----- RECORDS PROVIDED

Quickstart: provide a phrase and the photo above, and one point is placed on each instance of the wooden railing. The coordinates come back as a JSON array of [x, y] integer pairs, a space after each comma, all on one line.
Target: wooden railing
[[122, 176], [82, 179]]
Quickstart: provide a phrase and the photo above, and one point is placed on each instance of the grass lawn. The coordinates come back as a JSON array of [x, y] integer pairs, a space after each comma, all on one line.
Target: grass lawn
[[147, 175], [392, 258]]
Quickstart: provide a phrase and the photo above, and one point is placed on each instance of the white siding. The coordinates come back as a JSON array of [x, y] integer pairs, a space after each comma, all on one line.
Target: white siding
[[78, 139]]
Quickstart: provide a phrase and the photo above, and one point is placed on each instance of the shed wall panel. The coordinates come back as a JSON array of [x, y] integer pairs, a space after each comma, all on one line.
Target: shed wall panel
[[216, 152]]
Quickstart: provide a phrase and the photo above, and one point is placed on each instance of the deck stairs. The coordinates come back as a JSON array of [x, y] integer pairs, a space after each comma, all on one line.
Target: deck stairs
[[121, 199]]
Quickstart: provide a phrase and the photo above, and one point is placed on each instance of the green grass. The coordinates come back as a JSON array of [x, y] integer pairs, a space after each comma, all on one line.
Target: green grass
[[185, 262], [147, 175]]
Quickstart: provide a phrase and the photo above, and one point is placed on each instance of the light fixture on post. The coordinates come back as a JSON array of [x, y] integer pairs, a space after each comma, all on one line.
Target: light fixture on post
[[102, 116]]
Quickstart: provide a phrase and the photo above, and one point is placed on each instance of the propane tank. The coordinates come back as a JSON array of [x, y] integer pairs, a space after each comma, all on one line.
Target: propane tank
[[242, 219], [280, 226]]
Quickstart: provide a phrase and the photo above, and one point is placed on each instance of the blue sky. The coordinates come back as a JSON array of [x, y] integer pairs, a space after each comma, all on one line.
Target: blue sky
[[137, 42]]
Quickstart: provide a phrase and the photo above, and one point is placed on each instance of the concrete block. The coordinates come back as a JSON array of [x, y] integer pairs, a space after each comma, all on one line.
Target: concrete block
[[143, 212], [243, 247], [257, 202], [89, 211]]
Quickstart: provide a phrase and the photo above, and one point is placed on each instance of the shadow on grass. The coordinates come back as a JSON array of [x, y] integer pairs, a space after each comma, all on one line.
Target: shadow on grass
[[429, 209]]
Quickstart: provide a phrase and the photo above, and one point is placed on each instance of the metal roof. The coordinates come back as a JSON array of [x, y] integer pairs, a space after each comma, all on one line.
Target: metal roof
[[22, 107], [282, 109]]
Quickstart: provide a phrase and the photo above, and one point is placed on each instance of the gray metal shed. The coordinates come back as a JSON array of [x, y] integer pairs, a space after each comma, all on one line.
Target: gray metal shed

----------

● TASK GOAL:
Revise the data above so that every "Target" becomes "Object", with everything else left unchanged.

● OUTPUT OF THE TASK:
Quickstart: provide a phrase and the photo above, and one point is placed on each instance of the wooden railing. The coordinates come back as a JSON array of [x, y] integer pairs, a space after each comma, all on one line.
Object: wooden railing
[[122, 176], [82, 179]]
Quickstart: provide a phrase and the photo above, and one point is placed on each instance of the grass lawn. The coordinates come back as a JSON array of [x, y] integer pairs, a space after each comma, all on one line.
Object: grass lawn
[[147, 175], [392, 258]]
Quickstart: provide a phrase and the photo above, and one point is placed on each instance of the white siding. The coordinates come back as a JSON array of [x, y] integer pairs, a space after each comma, all on one line.
Object: white siding
[[78, 139]]
Quickstart: provide a phrase and the photo above, and one point is placed on each instance of the shed wall panel. The coordinates come back as a JSON array of [x, y] integer pairs, a space after each comma, all on one line.
Object: shed wall panel
[[216, 152]]
Quickstart: provide a phrase and the photo above, and one point is placed on each instance of the deck stairs. The coordinates come back as a JSON array of [x, y] integer pairs, a space after each comma, all on one line.
Object: deck stairs
[[121, 199]]
Quickstart: provide a phrase and the photo above, and one point is placed on each instance of the green grass. The coordinates come back as a JSON array of [x, y] integer pairs, a space after each comma, all on one line.
Object: green grass
[[185, 262], [147, 175]]
Quickstart: provide a phrase and the photo above, and one point is placed on each instance of the light fixture on post. The coordinates come back as a JSON array of [x, y] integer pairs, a space after each comma, all on one line.
Object: light fixture on post
[[102, 116]]
Quickstart: provide a phrase and the photo above, and one point is placed on each instance of the propane tank. The coordinates come back as a JSON array of [x, y] integer pairs, a space after each comma, all on one line.
Object: propane tank
[[242, 219], [280, 226]]
Quickstart: provide a phrase and the photo above, and one point is placed on each instance of the blue sky. The coordinates come back as a JSON array of [x, y] integer pairs, a space after each comma, all on one line.
Object: blue sky
[[137, 42]]
Quickstart: provide a phrase and the photo above, and one point is placed on each instance of the concrete block. The coordinates come back as a JSON array of [x, y] integer pairs, a space after each comma, all on one line.
Object: concrete block
[[143, 212], [243, 247], [257, 202], [89, 211]]
Quickstart: provide a phrase and the photo above, and one point is placed on each instance of the shadow on grass. The coordinates come back as a JSON array of [x, y] integer pairs, a space after each comma, all on one line.
Object: shadow on grass
[[429, 209]]
Quickstart: provide a phrase and the photo above, and one point is placed on each instance of the metal roof. The coordinates come back as a JSON array of [x, y] integer pairs, a space after each comma, all on one line.
Object: metal roof
[[22, 107], [282, 109]]
Quickstart: provide a phrase and the photo above, and one point is placed on each instance of the gray metal shed. The coordinates come back as a JSON array of [x, y] integer pairs, a space after each comma, all on one line.
Object: gray metal shed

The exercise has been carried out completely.